Of all the lines in the entries, how many carry the word "player"? The reply is that number and no more.

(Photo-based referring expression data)
==================================================

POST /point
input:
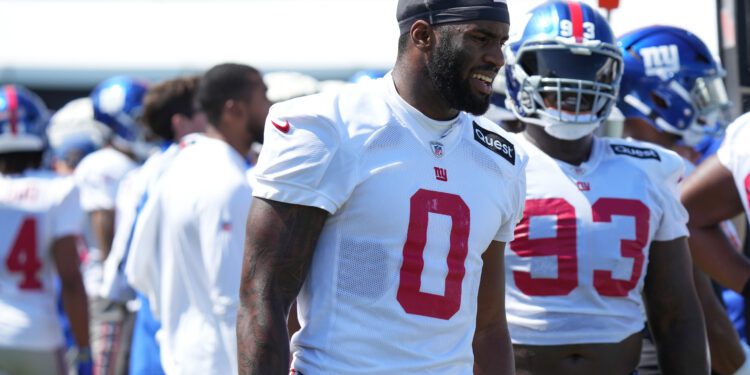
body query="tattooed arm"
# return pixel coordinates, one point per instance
(279, 247)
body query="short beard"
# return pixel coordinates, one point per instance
(444, 69)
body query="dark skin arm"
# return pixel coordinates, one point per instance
(279, 248)
(710, 197)
(726, 353)
(493, 352)
(674, 312)
(75, 302)
(103, 224)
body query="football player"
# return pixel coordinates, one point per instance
(372, 203)
(194, 222)
(170, 113)
(40, 217)
(117, 105)
(718, 190)
(672, 95)
(603, 231)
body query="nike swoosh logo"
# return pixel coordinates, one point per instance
(282, 128)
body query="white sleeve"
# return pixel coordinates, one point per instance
(68, 216)
(674, 219)
(142, 267)
(308, 164)
(98, 190)
(517, 200)
(727, 151)
(222, 226)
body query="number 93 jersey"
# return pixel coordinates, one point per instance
(35, 209)
(395, 275)
(576, 268)
(734, 154)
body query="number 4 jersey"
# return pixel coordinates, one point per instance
(414, 203)
(734, 154)
(35, 209)
(575, 271)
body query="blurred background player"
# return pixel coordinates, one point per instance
(40, 219)
(718, 190)
(603, 228)
(72, 134)
(672, 94)
(116, 104)
(170, 114)
(193, 227)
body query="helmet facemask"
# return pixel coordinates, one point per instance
(566, 88)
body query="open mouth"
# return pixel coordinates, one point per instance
(483, 83)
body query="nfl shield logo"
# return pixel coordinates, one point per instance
(437, 149)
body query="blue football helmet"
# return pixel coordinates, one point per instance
(23, 120)
(118, 105)
(671, 81)
(563, 69)
(367, 75)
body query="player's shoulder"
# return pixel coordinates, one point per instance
(505, 147)
(106, 160)
(655, 160)
(344, 112)
(51, 184)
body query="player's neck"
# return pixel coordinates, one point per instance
(572, 152)
(421, 94)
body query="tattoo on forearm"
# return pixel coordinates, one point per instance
(278, 253)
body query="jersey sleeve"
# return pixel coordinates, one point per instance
(68, 216)
(666, 178)
(98, 183)
(729, 152)
(304, 160)
(517, 200)
(222, 236)
(142, 267)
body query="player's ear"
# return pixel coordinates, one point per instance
(422, 35)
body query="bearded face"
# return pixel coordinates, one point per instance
(450, 70)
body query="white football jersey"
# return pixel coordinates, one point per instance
(414, 204)
(98, 178)
(575, 270)
(36, 208)
(734, 154)
(196, 217)
(131, 196)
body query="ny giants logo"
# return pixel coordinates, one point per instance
(661, 61)
(441, 174)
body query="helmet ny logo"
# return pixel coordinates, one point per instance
(661, 61)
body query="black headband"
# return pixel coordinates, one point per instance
(449, 11)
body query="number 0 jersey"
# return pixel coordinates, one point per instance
(734, 154)
(575, 270)
(35, 209)
(414, 204)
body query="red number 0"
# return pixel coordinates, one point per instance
(564, 246)
(409, 295)
(23, 258)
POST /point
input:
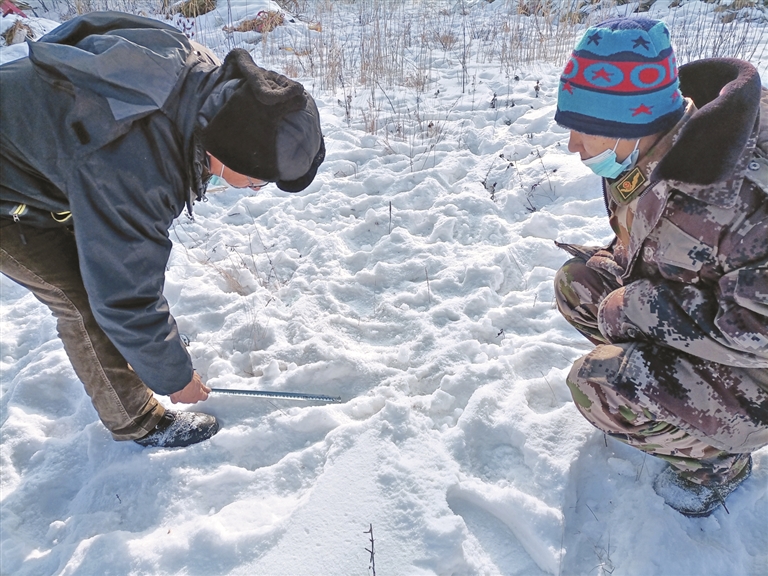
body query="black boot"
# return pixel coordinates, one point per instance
(695, 500)
(180, 429)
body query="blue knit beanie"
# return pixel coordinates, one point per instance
(621, 81)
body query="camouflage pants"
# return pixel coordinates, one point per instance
(702, 417)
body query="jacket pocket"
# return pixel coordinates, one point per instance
(679, 254)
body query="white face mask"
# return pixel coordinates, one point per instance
(605, 165)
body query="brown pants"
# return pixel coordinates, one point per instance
(47, 264)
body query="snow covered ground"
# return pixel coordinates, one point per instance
(413, 278)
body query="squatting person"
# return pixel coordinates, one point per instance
(110, 127)
(677, 304)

==================================================

### RESULT
5